**Your assignment:**
Whenever a line of the listing contains the string "wearing", return that line.
——————
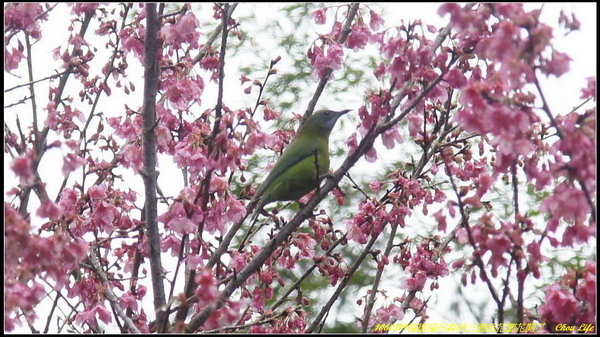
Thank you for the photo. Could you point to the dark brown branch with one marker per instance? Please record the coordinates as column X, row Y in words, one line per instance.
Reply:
column 560, row 134
column 149, row 175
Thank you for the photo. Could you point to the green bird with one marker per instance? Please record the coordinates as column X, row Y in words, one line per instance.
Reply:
column 302, row 164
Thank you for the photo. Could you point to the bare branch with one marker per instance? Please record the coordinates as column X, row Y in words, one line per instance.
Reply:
column 151, row 75
column 108, row 293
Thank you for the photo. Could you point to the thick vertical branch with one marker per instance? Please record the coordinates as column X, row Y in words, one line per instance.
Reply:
column 189, row 284
column 149, row 157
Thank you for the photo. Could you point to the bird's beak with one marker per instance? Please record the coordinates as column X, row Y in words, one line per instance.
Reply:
column 343, row 112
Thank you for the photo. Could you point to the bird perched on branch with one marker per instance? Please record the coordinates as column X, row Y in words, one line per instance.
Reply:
column 302, row 164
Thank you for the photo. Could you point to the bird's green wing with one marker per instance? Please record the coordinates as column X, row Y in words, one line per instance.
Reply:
column 292, row 155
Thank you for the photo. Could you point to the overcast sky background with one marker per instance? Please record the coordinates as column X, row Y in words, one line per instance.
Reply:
column 563, row 93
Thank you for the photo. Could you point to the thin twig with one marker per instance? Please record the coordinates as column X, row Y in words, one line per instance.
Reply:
column 108, row 293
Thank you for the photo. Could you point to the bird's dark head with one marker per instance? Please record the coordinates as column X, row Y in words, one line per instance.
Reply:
column 323, row 121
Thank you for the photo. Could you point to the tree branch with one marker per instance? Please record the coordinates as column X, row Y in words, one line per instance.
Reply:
column 151, row 75
column 108, row 293
column 325, row 78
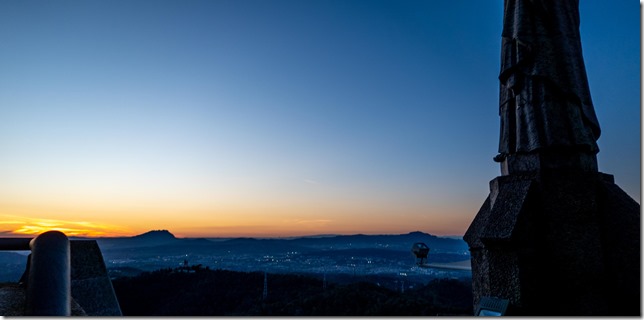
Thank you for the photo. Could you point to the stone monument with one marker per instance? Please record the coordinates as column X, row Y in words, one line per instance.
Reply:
column 555, row 236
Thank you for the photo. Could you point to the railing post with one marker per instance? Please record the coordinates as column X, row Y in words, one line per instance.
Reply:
column 49, row 280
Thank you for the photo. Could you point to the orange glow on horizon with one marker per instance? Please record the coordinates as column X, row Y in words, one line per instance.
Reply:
column 21, row 226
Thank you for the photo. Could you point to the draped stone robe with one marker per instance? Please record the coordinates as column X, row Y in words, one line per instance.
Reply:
column 544, row 95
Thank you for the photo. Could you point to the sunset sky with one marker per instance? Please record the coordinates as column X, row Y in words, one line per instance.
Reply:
column 274, row 117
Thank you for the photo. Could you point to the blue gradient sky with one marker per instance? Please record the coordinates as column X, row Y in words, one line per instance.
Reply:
column 271, row 118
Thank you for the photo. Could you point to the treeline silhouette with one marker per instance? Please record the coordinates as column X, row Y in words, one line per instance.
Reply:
column 198, row 291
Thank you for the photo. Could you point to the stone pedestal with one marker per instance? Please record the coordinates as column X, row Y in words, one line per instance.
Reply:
column 556, row 237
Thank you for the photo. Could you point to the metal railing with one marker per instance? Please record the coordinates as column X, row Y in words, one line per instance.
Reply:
column 49, row 273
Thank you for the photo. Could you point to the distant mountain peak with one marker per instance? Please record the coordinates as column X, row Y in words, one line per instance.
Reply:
column 156, row 235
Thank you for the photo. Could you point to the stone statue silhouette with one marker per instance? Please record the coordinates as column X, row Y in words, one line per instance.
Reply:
column 544, row 98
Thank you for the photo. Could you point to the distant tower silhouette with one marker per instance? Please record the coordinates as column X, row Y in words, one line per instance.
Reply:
column 265, row 293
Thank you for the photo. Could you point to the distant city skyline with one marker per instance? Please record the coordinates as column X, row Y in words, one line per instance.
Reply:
column 274, row 118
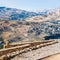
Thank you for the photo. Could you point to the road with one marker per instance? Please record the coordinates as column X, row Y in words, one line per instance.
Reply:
column 40, row 53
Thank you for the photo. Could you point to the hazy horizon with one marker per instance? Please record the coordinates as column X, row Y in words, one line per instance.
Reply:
column 30, row 5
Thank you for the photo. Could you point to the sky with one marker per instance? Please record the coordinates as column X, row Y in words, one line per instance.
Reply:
column 30, row 5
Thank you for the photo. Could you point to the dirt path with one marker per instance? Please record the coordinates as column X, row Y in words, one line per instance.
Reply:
column 39, row 53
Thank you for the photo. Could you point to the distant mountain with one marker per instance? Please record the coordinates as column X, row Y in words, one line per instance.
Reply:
column 15, row 14
column 18, row 14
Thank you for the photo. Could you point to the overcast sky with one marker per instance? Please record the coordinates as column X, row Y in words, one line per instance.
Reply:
column 30, row 4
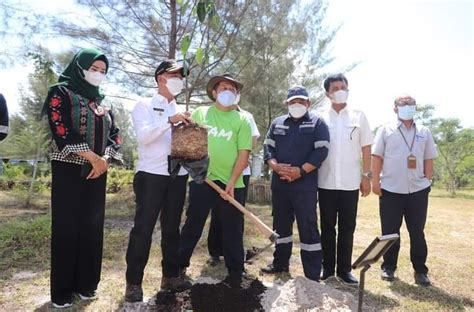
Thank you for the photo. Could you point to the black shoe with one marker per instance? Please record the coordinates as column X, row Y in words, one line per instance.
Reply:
column 388, row 275
column 234, row 279
column 88, row 295
column 175, row 284
column 326, row 274
column 348, row 278
column 213, row 260
column 63, row 303
column 270, row 269
column 422, row 279
column 133, row 293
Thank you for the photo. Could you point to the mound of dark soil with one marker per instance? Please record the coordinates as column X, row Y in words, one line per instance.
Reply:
column 224, row 296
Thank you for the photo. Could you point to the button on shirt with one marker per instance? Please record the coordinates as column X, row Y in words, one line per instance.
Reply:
column 349, row 131
column 390, row 145
column 255, row 134
column 296, row 142
column 153, row 131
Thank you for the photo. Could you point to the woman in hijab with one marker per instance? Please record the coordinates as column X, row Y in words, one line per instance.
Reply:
column 85, row 141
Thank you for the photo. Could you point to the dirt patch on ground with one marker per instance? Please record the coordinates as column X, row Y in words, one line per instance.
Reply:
column 224, row 296
column 299, row 294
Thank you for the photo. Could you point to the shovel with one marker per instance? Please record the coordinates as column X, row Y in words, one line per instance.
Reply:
column 272, row 235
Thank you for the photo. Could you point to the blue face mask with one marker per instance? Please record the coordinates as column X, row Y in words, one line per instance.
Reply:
column 406, row 112
column 226, row 98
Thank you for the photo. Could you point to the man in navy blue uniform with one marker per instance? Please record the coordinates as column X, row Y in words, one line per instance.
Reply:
column 295, row 146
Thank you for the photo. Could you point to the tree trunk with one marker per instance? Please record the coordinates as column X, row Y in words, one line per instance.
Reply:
column 173, row 32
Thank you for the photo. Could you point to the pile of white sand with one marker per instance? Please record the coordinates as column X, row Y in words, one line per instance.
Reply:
column 302, row 294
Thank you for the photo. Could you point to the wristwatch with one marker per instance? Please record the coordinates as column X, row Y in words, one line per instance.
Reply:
column 302, row 172
column 368, row 174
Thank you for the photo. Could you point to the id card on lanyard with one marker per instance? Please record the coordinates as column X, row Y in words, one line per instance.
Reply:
column 411, row 159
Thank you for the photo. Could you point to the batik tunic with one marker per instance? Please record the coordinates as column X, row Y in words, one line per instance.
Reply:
column 80, row 125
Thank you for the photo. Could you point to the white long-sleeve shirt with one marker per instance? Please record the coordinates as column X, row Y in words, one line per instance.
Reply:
column 150, row 120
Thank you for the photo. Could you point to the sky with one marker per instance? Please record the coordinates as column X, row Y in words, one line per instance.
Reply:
column 420, row 47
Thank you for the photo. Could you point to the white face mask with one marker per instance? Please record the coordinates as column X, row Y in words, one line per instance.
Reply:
column 174, row 85
column 406, row 112
column 340, row 96
column 297, row 110
column 93, row 77
column 237, row 99
column 226, row 98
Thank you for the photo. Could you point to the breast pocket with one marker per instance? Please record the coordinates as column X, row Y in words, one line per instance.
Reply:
column 352, row 133
column 280, row 130
column 306, row 129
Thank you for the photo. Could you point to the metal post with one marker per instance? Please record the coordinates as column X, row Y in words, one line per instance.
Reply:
column 361, row 287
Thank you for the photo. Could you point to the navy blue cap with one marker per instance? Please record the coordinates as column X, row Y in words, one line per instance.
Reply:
column 298, row 92
column 169, row 66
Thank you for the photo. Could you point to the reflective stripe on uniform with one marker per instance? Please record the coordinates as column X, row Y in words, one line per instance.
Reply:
column 319, row 144
column 310, row 247
column 269, row 142
column 285, row 240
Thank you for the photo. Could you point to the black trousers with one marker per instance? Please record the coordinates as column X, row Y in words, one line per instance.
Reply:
column 203, row 198
column 337, row 207
column 77, row 230
column 214, row 237
column 413, row 207
column 156, row 195
column 287, row 205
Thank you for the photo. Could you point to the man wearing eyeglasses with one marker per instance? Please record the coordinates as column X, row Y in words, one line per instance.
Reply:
column 341, row 178
column 403, row 153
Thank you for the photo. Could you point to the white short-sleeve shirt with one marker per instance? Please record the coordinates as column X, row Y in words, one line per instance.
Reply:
column 349, row 131
column 150, row 121
column 389, row 144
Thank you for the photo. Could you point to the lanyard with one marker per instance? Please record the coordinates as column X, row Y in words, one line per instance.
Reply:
column 404, row 139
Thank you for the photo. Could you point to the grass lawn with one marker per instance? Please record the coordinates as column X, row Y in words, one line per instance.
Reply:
column 24, row 256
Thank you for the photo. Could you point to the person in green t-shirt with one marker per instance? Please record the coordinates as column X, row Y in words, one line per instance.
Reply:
column 229, row 145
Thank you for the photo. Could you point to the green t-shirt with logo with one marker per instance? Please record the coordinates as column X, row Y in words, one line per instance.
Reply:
column 228, row 133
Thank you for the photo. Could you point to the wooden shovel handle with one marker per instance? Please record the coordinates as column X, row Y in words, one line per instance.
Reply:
column 261, row 226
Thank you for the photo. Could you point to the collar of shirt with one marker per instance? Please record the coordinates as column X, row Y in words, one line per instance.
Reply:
column 400, row 124
column 159, row 100
column 345, row 110
column 304, row 118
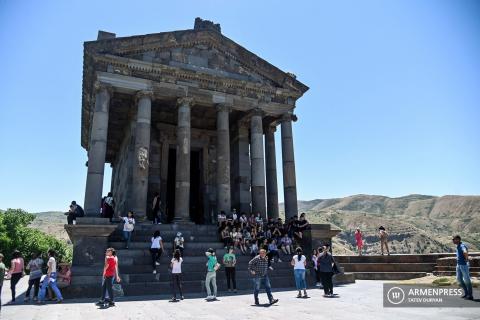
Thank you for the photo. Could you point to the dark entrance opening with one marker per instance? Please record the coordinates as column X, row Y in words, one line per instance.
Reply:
column 196, row 186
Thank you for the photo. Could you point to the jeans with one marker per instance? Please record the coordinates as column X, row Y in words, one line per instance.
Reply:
column 257, row 282
column 327, row 282
column 155, row 253
column 13, row 283
column 49, row 281
column 211, row 279
column 300, row 279
column 33, row 283
column 127, row 235
column 177, row 279
column 463, row 278
column 230, row 273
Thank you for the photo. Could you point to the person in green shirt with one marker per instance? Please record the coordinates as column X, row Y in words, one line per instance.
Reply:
column 230, row 260
column 2, row 276
column 211, row 278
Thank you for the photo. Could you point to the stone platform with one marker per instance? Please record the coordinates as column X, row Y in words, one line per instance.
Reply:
column 135, row 263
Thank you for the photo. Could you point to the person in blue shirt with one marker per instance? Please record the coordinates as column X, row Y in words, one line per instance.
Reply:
column 463, row 274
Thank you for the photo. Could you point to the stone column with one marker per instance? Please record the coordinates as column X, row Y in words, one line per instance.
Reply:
column 97, row 150
column 288, row 159
column 182, row 173
column 142, row 154
column 223, row 159
column 271, row 172
column 258, row 165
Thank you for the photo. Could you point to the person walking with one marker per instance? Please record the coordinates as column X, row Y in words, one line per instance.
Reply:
column 299, row 262
column 128, row 226
column 230, row 260
column 2, row 276
column 463, row 266
column 50, row 280
column 359, row 241
column 176, row 266
column 211, row 278
column 16, row 272
column 157, row 215
column 325, row 265
column 258, row 268
column 35, row 267
column 110, row 272
column 156, row 250
column 382, row 233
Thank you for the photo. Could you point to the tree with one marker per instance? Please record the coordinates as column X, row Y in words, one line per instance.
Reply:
column 16, row 235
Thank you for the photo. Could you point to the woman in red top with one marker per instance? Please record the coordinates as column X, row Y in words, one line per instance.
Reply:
column 358, row 239
column 109, row 272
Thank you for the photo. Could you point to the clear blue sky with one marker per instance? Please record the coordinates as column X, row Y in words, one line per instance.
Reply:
column 393, row 106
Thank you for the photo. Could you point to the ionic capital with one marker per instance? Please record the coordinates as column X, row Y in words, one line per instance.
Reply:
column 185, row 101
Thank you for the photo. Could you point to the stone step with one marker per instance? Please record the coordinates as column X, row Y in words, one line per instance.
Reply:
column 388, row 275
column 388, row 267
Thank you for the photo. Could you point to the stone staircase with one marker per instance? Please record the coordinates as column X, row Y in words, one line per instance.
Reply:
column 446, row 266
column 136, row 270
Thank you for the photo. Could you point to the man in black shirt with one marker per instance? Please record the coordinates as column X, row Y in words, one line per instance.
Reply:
column 258, row 268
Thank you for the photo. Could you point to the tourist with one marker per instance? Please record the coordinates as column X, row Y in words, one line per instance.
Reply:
column 16, row 272
column 230, row 260
column 157, row 215
column 211, row 278
column 227, row 237
column 128, row 226
column 156, row 249
column 35, row 267
column 50, row 280
column 325, row 265
column 258, row 268
column 108, row 207
column 463, row 266
column 286, row 244
column 315, row 255
column 299, row 262
column 2, row 277
column 110, row 272
column 383, row 239
column 176, row 266
column 179, row 243
column 359, row 241
column 64, row 275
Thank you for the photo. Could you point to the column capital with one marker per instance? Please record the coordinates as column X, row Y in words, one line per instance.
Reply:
column 223, row 107
column 185, row 101
column 98, row 86
column 144, row 94
column 288, row 117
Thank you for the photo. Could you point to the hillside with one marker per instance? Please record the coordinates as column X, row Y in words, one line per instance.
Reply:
column 416, row 223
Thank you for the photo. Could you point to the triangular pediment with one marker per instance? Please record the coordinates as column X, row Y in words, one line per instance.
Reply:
column 203, row 51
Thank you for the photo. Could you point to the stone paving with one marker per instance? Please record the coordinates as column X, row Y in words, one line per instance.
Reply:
column 362, row 300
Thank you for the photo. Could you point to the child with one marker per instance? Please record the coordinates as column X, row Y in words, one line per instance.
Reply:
column 128, row 226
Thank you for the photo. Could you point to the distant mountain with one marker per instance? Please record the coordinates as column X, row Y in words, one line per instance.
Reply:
column 416, row 223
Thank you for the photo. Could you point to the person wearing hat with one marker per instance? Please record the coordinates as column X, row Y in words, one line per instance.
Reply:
column 211, row 278
column 179, row 243
column 463, row 265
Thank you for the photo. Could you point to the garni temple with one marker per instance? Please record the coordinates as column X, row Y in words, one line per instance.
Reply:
column 190, row 115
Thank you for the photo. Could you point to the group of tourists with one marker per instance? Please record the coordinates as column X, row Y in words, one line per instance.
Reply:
column 49, row 285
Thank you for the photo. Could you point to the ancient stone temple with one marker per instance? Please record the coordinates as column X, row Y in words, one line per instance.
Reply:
column 191, row 115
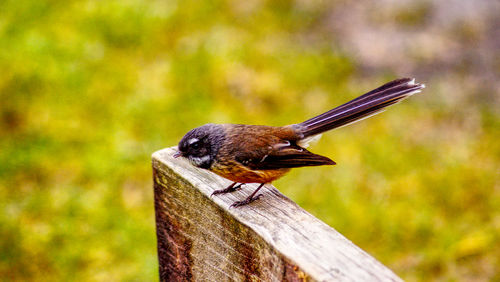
——————
**Written reply:**
Thank you for the photo. Could you point to the man wearing eyeglasses with one marker per instance? Please record the coordinates as column X, row Y in words, one line per instance.
Thank you for the photo. Could you point to the person wearing hat with one marker per instance? Please record the coordinates as column X, row Y in words, one line per instance.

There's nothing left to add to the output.